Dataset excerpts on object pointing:
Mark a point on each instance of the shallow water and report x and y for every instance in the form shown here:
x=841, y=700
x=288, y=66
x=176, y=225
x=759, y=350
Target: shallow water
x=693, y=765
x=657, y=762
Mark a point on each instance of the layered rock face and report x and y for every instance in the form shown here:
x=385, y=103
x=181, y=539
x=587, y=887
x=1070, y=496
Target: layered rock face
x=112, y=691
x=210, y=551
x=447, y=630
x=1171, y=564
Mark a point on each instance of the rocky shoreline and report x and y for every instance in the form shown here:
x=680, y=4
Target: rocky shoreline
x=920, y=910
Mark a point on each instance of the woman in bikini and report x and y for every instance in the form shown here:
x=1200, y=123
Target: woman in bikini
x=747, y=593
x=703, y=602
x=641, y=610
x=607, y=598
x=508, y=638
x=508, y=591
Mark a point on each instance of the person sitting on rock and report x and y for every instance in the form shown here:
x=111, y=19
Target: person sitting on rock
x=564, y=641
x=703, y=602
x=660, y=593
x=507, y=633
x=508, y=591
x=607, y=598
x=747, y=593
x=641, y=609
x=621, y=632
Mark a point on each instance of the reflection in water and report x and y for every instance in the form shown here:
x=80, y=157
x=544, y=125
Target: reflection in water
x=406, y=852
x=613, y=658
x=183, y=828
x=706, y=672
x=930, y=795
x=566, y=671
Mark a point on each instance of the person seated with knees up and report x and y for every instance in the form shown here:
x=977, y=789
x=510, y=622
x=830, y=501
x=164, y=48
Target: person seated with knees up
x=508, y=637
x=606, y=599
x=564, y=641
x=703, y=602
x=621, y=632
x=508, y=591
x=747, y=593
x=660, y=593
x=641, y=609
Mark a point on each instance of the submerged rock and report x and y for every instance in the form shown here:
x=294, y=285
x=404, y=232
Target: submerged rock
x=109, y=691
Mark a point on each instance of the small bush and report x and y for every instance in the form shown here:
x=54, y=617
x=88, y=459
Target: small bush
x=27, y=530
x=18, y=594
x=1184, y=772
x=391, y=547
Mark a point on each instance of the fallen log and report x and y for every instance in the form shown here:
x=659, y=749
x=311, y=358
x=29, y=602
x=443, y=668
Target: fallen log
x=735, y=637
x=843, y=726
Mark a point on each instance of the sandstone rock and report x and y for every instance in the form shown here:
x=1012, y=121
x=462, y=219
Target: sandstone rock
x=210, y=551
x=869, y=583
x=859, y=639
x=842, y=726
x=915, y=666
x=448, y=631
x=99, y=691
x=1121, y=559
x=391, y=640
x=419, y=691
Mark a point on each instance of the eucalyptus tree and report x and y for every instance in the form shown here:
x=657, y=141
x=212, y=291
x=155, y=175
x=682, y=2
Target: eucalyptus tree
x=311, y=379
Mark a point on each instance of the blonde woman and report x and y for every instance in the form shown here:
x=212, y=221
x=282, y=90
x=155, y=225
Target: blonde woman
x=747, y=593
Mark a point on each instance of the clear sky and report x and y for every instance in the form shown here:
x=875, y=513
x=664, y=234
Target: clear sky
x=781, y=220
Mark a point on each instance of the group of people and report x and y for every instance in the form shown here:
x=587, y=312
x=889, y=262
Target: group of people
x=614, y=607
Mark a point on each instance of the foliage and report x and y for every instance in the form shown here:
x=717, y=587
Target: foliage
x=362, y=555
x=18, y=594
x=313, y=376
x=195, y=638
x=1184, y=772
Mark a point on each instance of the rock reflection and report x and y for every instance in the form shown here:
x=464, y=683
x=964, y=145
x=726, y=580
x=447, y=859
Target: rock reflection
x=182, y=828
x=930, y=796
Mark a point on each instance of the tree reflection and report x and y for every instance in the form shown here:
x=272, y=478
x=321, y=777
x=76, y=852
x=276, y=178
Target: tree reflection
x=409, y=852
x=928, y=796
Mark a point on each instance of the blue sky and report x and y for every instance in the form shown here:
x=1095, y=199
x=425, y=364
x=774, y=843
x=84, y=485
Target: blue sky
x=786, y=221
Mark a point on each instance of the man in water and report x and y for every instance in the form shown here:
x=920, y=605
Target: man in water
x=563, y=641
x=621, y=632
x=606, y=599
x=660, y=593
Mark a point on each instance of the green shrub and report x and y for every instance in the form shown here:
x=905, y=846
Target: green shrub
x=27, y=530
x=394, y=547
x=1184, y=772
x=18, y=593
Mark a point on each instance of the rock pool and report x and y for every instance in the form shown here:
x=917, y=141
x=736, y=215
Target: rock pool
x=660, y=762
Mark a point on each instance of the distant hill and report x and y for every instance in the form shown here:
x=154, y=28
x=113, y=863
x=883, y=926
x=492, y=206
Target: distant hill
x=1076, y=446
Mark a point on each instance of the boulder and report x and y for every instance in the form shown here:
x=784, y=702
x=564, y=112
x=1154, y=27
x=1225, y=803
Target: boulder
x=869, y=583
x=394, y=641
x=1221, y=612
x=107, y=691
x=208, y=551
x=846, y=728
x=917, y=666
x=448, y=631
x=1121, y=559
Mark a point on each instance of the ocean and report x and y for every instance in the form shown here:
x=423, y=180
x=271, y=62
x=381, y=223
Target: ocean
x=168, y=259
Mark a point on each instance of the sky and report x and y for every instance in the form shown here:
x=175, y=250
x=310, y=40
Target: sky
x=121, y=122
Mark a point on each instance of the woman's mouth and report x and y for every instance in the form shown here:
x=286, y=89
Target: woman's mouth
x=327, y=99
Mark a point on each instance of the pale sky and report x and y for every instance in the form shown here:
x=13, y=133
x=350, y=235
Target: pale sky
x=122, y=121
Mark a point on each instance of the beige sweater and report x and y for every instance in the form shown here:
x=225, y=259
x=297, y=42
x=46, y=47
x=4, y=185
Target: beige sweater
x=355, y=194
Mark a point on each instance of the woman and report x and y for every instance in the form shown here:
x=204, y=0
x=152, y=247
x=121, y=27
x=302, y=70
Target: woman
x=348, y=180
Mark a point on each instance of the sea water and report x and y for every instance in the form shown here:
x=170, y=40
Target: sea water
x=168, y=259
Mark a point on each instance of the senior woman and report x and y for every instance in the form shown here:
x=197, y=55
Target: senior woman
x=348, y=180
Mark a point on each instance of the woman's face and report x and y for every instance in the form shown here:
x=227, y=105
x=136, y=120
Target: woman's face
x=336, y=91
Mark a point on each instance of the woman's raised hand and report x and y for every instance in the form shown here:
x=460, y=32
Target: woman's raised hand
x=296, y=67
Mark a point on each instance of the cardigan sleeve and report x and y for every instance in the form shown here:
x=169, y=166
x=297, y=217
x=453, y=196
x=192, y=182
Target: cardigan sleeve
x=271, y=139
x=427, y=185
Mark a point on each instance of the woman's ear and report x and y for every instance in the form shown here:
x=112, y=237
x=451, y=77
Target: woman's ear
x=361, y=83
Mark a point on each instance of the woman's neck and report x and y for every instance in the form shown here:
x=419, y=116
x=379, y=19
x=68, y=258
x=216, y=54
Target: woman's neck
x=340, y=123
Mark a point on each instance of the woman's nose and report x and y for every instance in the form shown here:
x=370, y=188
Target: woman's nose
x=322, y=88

-- Work to do --
Repeat the preceding lines exactly, please, every one of them.

-- Complete response --
Mark a point on each instance of the shallow water and report x and y for every instance in the form shown here:
x=841, y=700
x=288, y=66
x=176, y=225
x=759, y=350
Target: shallow water
x=693, y=765
x=657, y=762
Mark a point on each instance of the layered rock face and report x and y for every instance in the form shown here:
x=385, y=103
x=181, y=539
x=587, y=887
x=1070, y=496
Target: layered rock face
x=112, y=691
x=210, y=551
x=447, y=630
x=1171, y=564
Mark a point on each instance of the rocky shoreline and report x and y for every instance in the form shown here:
x=680, y=4
Target: rocky shoreline
x=920, y=910
Mark a point on each instance of the woman in bikini and report x and y for every instance in the form shown here:
x=1200, y=123
Target: woman in bikini
x=747, y=593
x=703, y=602
x=641, y=610
x=607, y=598
x=508, y=638
x=508, y=591
Mark a point on each instance of the person sitting on rock and report x and y for every instance in the form shown here:
x=111, y=19
Target: person sitting on rock
x=564, y=641
x=703, y=602
x=660, y=593
x=507, y=633
x=508, y=591
x=607, y=598
x=747, y=593
x=641, y=609
x=621, y=632
Mark a point on each instance of the reflection in water and report x and y for every instance in the form shown here:
x=80, y=157
x=544, y=125
Target: reflection in water
x=406, y=852
x=613, y=658
x=183, y=828
x=706, y=672
x=930, y=795
x=566, y=671
Mark a point on each instance of the person seated with knees up and report x and y for every instance in the form shown here:
x=977, y=789
x=510, y=622
x=830, y=501
x=164, y=48
Target: person seated with knees up
x=508, y=637
x=606, y=599
x=564, y=641
x=703, y=602
x=621, y=632
x=508, y=591
x=747, y=593
x=660, y=593
x=641, y=609
Mark a point on each instance of the submerged rock and report x and y for every instance in the form shown here:
x=294, y=285
x=404, y=232
Target: submerged rock
x=109, y=691
Mark a point on each instance of the small bush and report x and y for every instance in the form shown here:
x=54, y=617
x=88, y=459
Target: small bush
x=27, y=530
x=18, y=594
x=1184, y=772
x=391, y=547
Mark a point on each instance of the fallen log and report x and y for every instance in the form shown here:
x=659, y=749
x=311, y=358
x=29, y=602
x=443, y=668
Target: fallen log
x=735, y=637
x=843, y=726
Mark a point on each instance of the sandstone rock and report x and y for every instance in the form shown here:
x=1012, y=121
x=462, y=219
Target: sandstone rock
x=210, y=551
x=869, y=583
x=859, y=639
x=842, y=726
x=915, y=666
x=448, y=631
x=99, y=691
x=1121, y=559
x=391, y=640
x=419, y=691
Mark a point on each instance of the eucalyptus tree and report x and y for every instance in the form shown here:
x=657, y=141
x=212, y=291
x=155, y=175
x=682, y=2
Target: eucalyptus tree
x=311, y=379
Mark a point on each instance of the blonde woman and report x and y for every instance in the form shown here:
x=212, y=221
x=282, y=90
x=155, y=225
Target: blonde woman
x=747, y=593
Mark a point on each instance of the clear sky and report x and y for every instance in the form shown here:
x=875, y=513
x=664, y=234
Target: clear sky
x=781, y=220
Mark a point on each instance of the group of people and report x and y for every instance in the form shown here:
x=587, y=312
x=889, y=262
Target: group of people
x=614, y=607
Mark a point on each instance of the foliage and report x and y for every instance in the form shown here:
x=717, y=587
Target: foliage
x=362, y=555
x=18, y=594
x=313, y=376
x=195, y=638
x=1184, y=772
Mark a point on each instance of the rock reflection and report x and y for every instance in the form shown here:
x=464, y=683
x=964, y=145
x=726, y=580
x=447, y=859
Target: rock reflection
x=182, y=828
x=930, y=796
Mark a point on each instance of the tree reflection and report x and y for every instance in the form shown here:
x=272, y=478
x=321, y=777
x=76, y=852
x=276, y=178
Target: tree reflection
x=409, y=852
x=928, y=796
Mark a point on each instance of the blue sky and report x and y for every instance in the form shown here:
x=1095, y=199
x=425, y=364
x=774, y=843
x=84, y=485
Target: blue sky
x=786, y=221
Mark a point on each instance of the man in water and report x and y for every instance in the form shown here:
x=920, y=605
Target: man in water
x=563, y=641
x=621, y=632
x=606, y=599
x=660, y=593
Mark a point on each instance of the green shrub and report x and y for every instance in the form shown here:
x=905, y=846
Target: green shrub
x=27, y=530
x=394, y=547
x=1184, y=772
x=18, y=593
Mark a point on each instance of the rock pool and report x and y for every instance in the form shown here:
x=917, y=141
x=736, y=215
Target: rock pool
x=660, y=762
Mark a point on each instance of the distant hill and report x and y for every instance in the form shown here:
x=154, y=28
x=113, y=863
x=883, y=926
x=492, y=206
Target: distant hill
x=1076, y=446
Mark a point on each instance of the boulder and report x and y for every instance in the form shown here:
x=784, y=702
x=564, y=112
x=1154, y=27
x=1225, y=803
Target: boulder
x=869, y=583
x=394, y=641
x=1221, y=612
x=107, y=691
x=208, y=551
x=846, y=728
x=917, y=666
x=448, y=631
x=1121, y=559
Mark a point on each instance of the ocean and report x and y for every instance in the form shown here:
x=423, y=180
x=271, y=62
x=381, y=223
Target: ocean
x=168, y=259
Mark a point on each instance of the sky and report x and y for every instance in the form shown here:
x=175, y=250
x=310, y=40
Target: sky
x=121, y=122
Mark a point on each instance of the woman's mouth and report x and y for every instance in the form shown here:
x=286, y=89
Target: woman's mouth
x=327, y=99
Mark a point on each instance of the pale sky and report x and y for every instance in the form shown here:
x=13, y=133
x=350, y=235
Target: pale sky
x=122, y=121
Mark a point on each instance of the beige sweater and report x and y for every instance in the form shown here:
x=225, y=259
x=297, y=42
x=46, y=47
x=4, y=185
Target: beige sweater
x=355, y=194
Mark a point on each instance of the woman and report x and y for every instance in the form shown here:
x=204, y=0
x=152, y=247
x=121, y=27
x=302, y=70
Target: woman
x=348, y=180
Mark a point on each instance of the sea water and report x and y for every instance in the form shown here:
x=170, y=40
Target: sea water
x=168, y=259
Mark a point on each instance of the senior woman and report x and y for every instance in the form shown here:
x=197, y=55
Target: senior woman
x=348, y=180
Mark a point on each instance of the woman's face and report x and y for every instance in the form shown here:
x=227, y=105
x=136, y=120
Target: woman's face
x=336, y=91
Mark a point on each instance of the woman's raised hand and report x and y for every instance in the form shown here:
x=460, y=32
Target: woman's raised hand
x=296, y=67
Mark a point on each instance of the cardigan sleeve and report x and y for every instance in the form shown here:
x=169, y=166
x=297, y=217
x=453, y=196
x=192, y=182
Target: cardigan sleeve
x=271, y=139
x=427, y=185
Mark a point on each instance of the woman's ear and report x and y for every instance in the form shown here:
x=112, y=237
x=451, y=77
Target: woman's ear
x=361, y=83
Mark a point on each instance of the woman's neck and report x and y for every instance in the form shown here:
x=419, y=116
x=379, y=19
x=68, y=258
x=216, y=54
Target: woman's neck
x=340, y=123
Mark a point on each instance of the woman's nose and report x and y for every instance in the form shown here:
x=370, y=188
Target: woman's nose
x=322, y=88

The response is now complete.